#### [TEXT BLOCK]
____________

NZDF officer in South Sudan sees hope amid poverty and despair
A New Zealand Defence Force (NZDF) officer serving in South Sudan thinks the war-torn country is not a lost cause despite widespread poverty and despair caused by decades of conflict in the area.
South Sudan’s civil war, which erupted in 2013, has led to one of the world’s worst humanitarian crises. About 400,000 people have died, more than four million have fled their homes and about half of the country’s 12.5 million people face severe hunger because of the conflict.
“New Zealand, and the NZDF in particular, is making a worthwhile contribution in a very challenged nation,” said Major James Martin, who is a Military Observer for the United Nations Mission in the Republic of South Sudan (UNMISS).
Major Martin, who grew up in Melrose, south Wellington, is based at Malakal in the north-eastern part of the country close to the borders with Sudan and Ethiopia.
He works with 24 other UN Military Observers from 18 countries to carry out patrols around the Upper Nile state. He also helps liaise with government and rebel forces to arrange access for UN personnel and the delivery of humanitarian aid.
Dust storms, daytime temperatures that soar to 42 degrees, venomous mambas and stray dogs are among the day-to-day challenges he has to deal with. However, mostly he is confronted by the immense challenges faced by people in the conflict-torn Central African country.
Many people were living in makeshift settlements with no medical facilities, schools and basic utilities, he said.
During a recent patrol he helped a medic from the Rwanda Defence Force provide first aid to two South Sudanese children who had infected wounds.
“One of the boys, who was about four, had an open cut on his foot and was walking barefoot in the mud. The other boy, who was about three, had a five-centimetre wound on his scalp that was seriously infected. We told his mother that the child needed to go to the nearest Medecins sans Frontieres clinic but unfortunately that was 100 kilometres away.”
Although government forces and rebel groups are mostly adhering to the peace agreement signed last September, the people were sceptical that it would hold, Major Martin said.
Born in Tunbridge Wells in the United Kingdom, Major Martin emigrated to Wellington with his family when he was eight.
Following in the footsteps of his maternal grandfather, who was an officer in the British Army, he joined the New Zealand Army in 2010 after graduating with an honours degree in English literature and economics from the University of Otago.
“The Army seemed more interesting than an office job and my experiences so far have proven that.”

____________

#### [SUPPLIED MATERIAL]

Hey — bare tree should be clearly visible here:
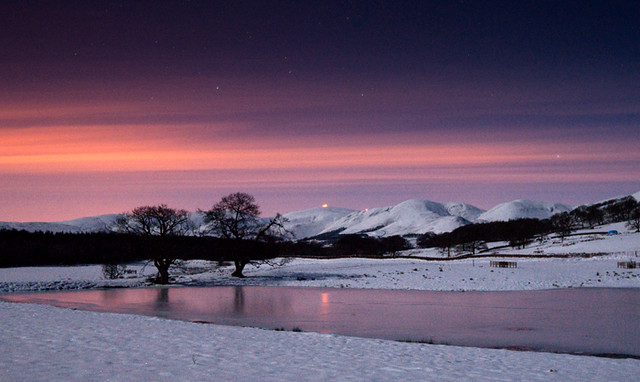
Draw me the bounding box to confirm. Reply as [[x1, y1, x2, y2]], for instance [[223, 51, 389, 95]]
[[204, 192, 289, 277], [115, 204, 192, 284], [551, 212, 574, 241]]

____________

#### [WORK REQUEST A]
In the article about the NZDF officer in South Sudan, retype the passage that begins at the words "NZDF officer in" and stops after the words "in the area.".
#### [WORK REQUEST B]
List the day-to-day challenges that the article about the NZDF officer in South Sudan says he has to deal with.

#### [EXERCISE ANSWER A]
NZDF officer in South Sudan sees hope amid poverty and despair
A New Zealand Defence Force (NZDF) officer serving in South Sudan thinks the war-torn country is not a lost cause despite widespread poverty and despair caused by decades of conflict in the area.

#### [EXERCISE ANSWER B]
- Dust storms
- Daytime temperatures that soar to 42 degrees
- Venomous mambas
- Stray dogs